Recorded data
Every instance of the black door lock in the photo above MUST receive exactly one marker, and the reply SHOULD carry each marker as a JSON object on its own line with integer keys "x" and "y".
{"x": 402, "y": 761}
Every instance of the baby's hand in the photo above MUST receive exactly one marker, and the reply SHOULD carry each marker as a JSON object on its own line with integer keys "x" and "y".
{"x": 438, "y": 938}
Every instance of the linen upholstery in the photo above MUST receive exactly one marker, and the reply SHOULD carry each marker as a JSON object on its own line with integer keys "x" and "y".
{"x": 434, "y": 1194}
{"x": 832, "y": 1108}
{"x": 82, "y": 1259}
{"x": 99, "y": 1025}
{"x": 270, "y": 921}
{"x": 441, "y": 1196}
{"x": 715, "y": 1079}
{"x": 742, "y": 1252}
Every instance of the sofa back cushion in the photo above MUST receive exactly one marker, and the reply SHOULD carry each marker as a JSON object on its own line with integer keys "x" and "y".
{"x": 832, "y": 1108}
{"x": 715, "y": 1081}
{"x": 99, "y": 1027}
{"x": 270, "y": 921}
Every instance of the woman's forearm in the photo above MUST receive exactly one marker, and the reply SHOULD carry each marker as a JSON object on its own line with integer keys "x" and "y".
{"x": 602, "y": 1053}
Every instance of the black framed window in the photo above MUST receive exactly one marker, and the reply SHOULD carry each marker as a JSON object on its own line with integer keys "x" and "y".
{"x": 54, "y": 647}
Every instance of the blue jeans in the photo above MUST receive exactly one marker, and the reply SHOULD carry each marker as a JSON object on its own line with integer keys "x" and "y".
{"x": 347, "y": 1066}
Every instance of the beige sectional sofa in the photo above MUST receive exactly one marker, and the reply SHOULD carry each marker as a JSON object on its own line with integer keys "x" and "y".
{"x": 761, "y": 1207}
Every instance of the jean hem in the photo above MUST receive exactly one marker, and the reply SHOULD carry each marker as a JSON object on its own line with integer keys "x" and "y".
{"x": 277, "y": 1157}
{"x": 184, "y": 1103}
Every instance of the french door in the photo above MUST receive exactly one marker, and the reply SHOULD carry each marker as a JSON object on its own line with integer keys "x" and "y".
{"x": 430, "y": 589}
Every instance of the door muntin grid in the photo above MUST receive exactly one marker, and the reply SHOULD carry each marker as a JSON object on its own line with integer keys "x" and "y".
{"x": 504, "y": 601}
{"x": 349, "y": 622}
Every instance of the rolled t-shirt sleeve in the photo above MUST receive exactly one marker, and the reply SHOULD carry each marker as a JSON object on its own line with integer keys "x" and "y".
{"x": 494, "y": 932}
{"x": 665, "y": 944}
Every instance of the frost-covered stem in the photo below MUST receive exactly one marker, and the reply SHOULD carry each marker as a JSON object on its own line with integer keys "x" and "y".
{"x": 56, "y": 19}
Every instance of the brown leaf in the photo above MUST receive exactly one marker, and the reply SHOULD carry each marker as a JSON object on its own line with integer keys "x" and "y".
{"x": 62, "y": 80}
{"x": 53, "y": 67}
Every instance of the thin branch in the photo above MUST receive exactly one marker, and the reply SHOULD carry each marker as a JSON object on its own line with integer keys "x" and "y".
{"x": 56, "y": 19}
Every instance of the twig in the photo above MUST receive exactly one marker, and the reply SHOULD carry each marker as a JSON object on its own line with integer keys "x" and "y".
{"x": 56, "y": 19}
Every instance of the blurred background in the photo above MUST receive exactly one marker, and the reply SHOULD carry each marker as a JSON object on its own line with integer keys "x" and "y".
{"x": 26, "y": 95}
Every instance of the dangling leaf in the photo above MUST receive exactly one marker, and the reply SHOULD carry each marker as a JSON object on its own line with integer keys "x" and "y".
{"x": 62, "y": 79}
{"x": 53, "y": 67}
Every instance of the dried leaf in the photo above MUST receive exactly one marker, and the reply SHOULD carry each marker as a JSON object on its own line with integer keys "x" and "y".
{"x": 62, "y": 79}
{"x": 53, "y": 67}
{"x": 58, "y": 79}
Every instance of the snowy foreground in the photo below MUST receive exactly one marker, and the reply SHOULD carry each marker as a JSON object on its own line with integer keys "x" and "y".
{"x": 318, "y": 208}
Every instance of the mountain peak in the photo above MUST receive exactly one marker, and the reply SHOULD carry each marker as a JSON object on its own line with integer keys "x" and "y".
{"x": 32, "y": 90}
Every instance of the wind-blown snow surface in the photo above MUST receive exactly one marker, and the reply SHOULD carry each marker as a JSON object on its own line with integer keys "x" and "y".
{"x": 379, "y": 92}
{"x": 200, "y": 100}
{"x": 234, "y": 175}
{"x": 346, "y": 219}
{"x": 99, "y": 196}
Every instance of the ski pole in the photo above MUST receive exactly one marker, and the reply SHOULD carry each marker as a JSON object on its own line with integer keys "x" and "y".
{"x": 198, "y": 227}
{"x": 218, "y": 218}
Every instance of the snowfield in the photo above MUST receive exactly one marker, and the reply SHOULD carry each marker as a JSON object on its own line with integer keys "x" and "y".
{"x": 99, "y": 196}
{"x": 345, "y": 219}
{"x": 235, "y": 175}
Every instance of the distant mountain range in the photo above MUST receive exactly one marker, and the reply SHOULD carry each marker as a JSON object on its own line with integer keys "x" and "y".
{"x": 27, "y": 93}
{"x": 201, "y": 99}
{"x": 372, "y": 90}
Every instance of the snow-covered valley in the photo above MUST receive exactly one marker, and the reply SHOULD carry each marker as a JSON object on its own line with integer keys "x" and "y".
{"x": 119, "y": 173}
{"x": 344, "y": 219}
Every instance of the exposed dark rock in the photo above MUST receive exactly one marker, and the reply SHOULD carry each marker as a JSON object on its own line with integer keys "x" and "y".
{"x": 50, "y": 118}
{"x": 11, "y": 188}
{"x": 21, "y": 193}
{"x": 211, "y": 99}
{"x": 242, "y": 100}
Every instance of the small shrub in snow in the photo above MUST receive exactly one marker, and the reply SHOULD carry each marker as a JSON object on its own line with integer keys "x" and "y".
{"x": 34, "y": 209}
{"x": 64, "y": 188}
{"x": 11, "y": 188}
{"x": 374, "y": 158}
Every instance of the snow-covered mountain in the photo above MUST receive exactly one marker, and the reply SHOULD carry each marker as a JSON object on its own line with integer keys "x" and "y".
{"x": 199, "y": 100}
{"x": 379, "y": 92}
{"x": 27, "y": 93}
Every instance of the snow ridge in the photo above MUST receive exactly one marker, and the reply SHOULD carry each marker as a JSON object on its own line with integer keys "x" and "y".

## Problem description
Your job is to write out the data exactly as it stands.

## Task response
Every instance of the black door lock in the photo above MUST receive exactly one marker, and the reply SHOULD carry each marker as a JSON object on its own line with integer keys "x" and "y".
{"x": 402, "y": 761}
Every instance of the baby's hand in the photo above MUST receive exactly one marker, and the reply SHOULD carry each marker as a JSON object on its own line with integer keys "x" and "y".
{"x": 438, "y": 938}
Every instance of the linen upholstery in the photo above MUST receive exactly one marker, and the reply SHOULD carry each marker as a JSON object on its own line with integer keys "x" and "y".
{"x": 434, "y": 1194}
{"x": 832, "y": 1108}
{"x": 82, "y": 1259}
{"x": 99, "y": 1025}
{"x": 270, "y": 921}
{"x": 441, "y": 1196}
{"x": 715, "y": 1079}
{"x": 742, "y": 1252}
Every instance of the sofa back cushion in the photo above MUST receive exactly one marker, and the reply SHOULD carry each marker as a JSON object on its own line with integer keys "x" and "y".
{"x": 832, "y": 1108}
{"x": 715, "y": 1081}
{"x": 99, "y": 1027}
{"x": 270, "y": 921}
Every instance of the woman's forearm in the photo above MUST receive exactly one marker, and the reply SHOULD carry each marker as a JSON object on its own line with integer keys "x" and "y".
{"x": 602, "y": 1053}
Every instance of the black framed window in the photo above MUST receive exactly one marker, and the reply SHOULD carry each marker as a JSON object on its own line with integer keys "x" and "y".
{"x": 54, "y": 647}
Every instance of the blue jeans in the photo above MUST receive exactly one marker, and the reply SHOULD carry each marker as a JSON object on its own line with integer keys "x" and "y".
{"x": 347, "y": 1066}
Every instance of the beige sectional sofa in the photo above MUST receive exactly one marker, and the reply SHOULD carry each marker as a JSON object on its own line with integer keys "x" and "y".
{"x": 761, "y": 1207}
Every instance of the jean hem in the photo above MUST receive exactly one marker, and the reply SHOULD carry each marker as a JSON object on its own line with integer keys "x" and "y".
{"x": 277, "y": 1157}
{"x": 184, "y": 1103}
Every instance of the french door in the photo above MUST receive exactly one marker, and the reply SHOULD carry each marker as a JSON object on its own line with integer keys "x" and "y".
{"x": 430, "y": 589}
Every instance of the door muntin grid in the photo above MUST receive exactly one marker, and the reply SHOULD carry each marker as a JSON object on its own line with integer keys "x" and "y".
{"x": 504, "y": 601}
{"x": 349, "y": 622}
Every instance of the rolled t-shirt sleeve in the photo above MUST receive exactly one marker, and the reply SHOULD carry each marker as a JSON object on its own line with integer keys "x" and "y".
{"x": 494, "y": 932}
{"x": 665, "y": 944}
Every instance of the frost-covered stem in the photo below MUST receive exactly one marker, and the reply SHOULD carry each marker as a JSON object on its own line with integer keys "x" and "y".
{"x": 56, "y": 19}
Every instance of the brown leaf in the photo above MUST receive exactly one marker, and the reply SHOULD carry each marker as a JSON object on its own line with integer keys "x" and "y".
{"x": 62, "y": 80}
{"x": 53, "y": 67}
Every instance of the thin branch in the photo above MUST receive exactly one marker, and the reply SHOULD carry each marker as a JSON object on its own line with integer keys "x" and "y".
{"x": 56, "y": 19}
Every instance of the twig in the photo above MUST receive exactly one marker, and the reply SHOULD carry each marker as a JSON object on its own line with integer keys "x" and "y".
{"x": 56, "y": 19}
Every instance of the blurred background in the photo above MUST receive exactly one marker, and the reply SHOULD carry each marker as a JSON object on its own line with integer keys "x" and "y".
{"x": 26, "y": 95}
Every instance of the dangling leaf in the photo above MUST receive exactly one marker, and the reply SHOULD carry each marker as a JSON object on its own line with integer keys "x" and "y".
{"x": 62, "y": 79}
{"x": 53, "y": 67}
Every instance of the dried leaf in the photo above MUST receive exactly one marker, and the reply SHOULD carry each marker as a JSON object on its own line with integer keys "x" and "y".
{"x": 62, "y": 79}
{"x": 53, "y": 67}
{"x": 58, "y": 79}
Every instance of the snowy foreground in the photo below MUST receive exactly one marker, and the reply SHOULD carry each marker as a JSON object on its own line with integer keys "x" and "y".
{"x": 318, "y": 208}
Every instance of the mountain peak in the photo above MUST receive exactly one marker, and the reply SHOULD carry each marker as a JSON object on its own line with integer keys "x" and "y".
{"x": 32, "y": 90}
Every instance of the wind-blown snow surface in the photo above MUST receive exactly one marker, and the reply SHOULD carry each marker as a JSON object on its own line with integer keys "x" and "y".
{"x": 379, "y": 92}
{"x": 200, "y": 100}
{"x": 234, "y": 175}
{"x": 346, "y": 219}
{"x": 99, "y": 196}
Every instance of the ski pole in the photo above MUST receive exactly one marker, and the reply SHOULD carry each marker as a JSON object on its own line with integer keys "x" and "y".
{"x": 198, "y": 227}
{"x": 218, "y": 218}
Every instance of the snowfield in the photo above MUST receive exactly one marker, and the reply SHOULD carry each marker as a JSON object on its own line with integer keys "x" and "y".
{"x": 99, "y": 196}
{"x": 345, "y": 219}
{"x": 235, "y": 175}
Every instance of the distant mountain range in the photo above MUST receive exactly one marker, and the reply SHOULD carry each marker as a JSON object on its own line with integer keys "x" and "y".
{"x": 27, "y": 93}
{"x": 201, "y": 99}
{"x": 372, "y": 90}
Every instance of the snow-covered valley in the photo above MUST receive exactly one marker, and the reply SHOULD carry each marker as a JSON object on its own line with integer keys "x" and "y".
{"x": 119, "y": 173}
{"x": 344, "y": 219}
Every instance of the exposed dark rock in the photo above MUST receive exactly one marker, and the reply SHOULD carry each marker as a JSON object on its own line with integer keys "x" and "y".
{"x": 50, "y": 118}
{"x": 11, "y": 188}
{"x": 21, "y": 193}
{"x": 211, "y": 99}
{"x": 242, "y": 100}
Every instance of the small shrub in snow in the photo above MUST receive exactly one marker, and the reply SHOULD carry each marker as a JSON object on its own line with integer keys "x" and "y".
{"x": 34, "y": 209}
{"x": 64, "y": 188}
{"x": 11, "y": 188}
{"x": 374, "y": 158}
Every instance of the snow-covered mountain in the photo above MUST receive exactly one marker, and the reply SHOULD carry each marker as a JSON object on its own line with integer keys "x" and "y".
{"x": 199, "y": 100}
{"x": 379, "y": 92}
{"x": 27, "y": 93}
Every instance of the snow ridge in the photo above MUST receive exactly one marker, and the reply SHOULD carry each marker as a JSON object on its own line with integer keys "x" and "y".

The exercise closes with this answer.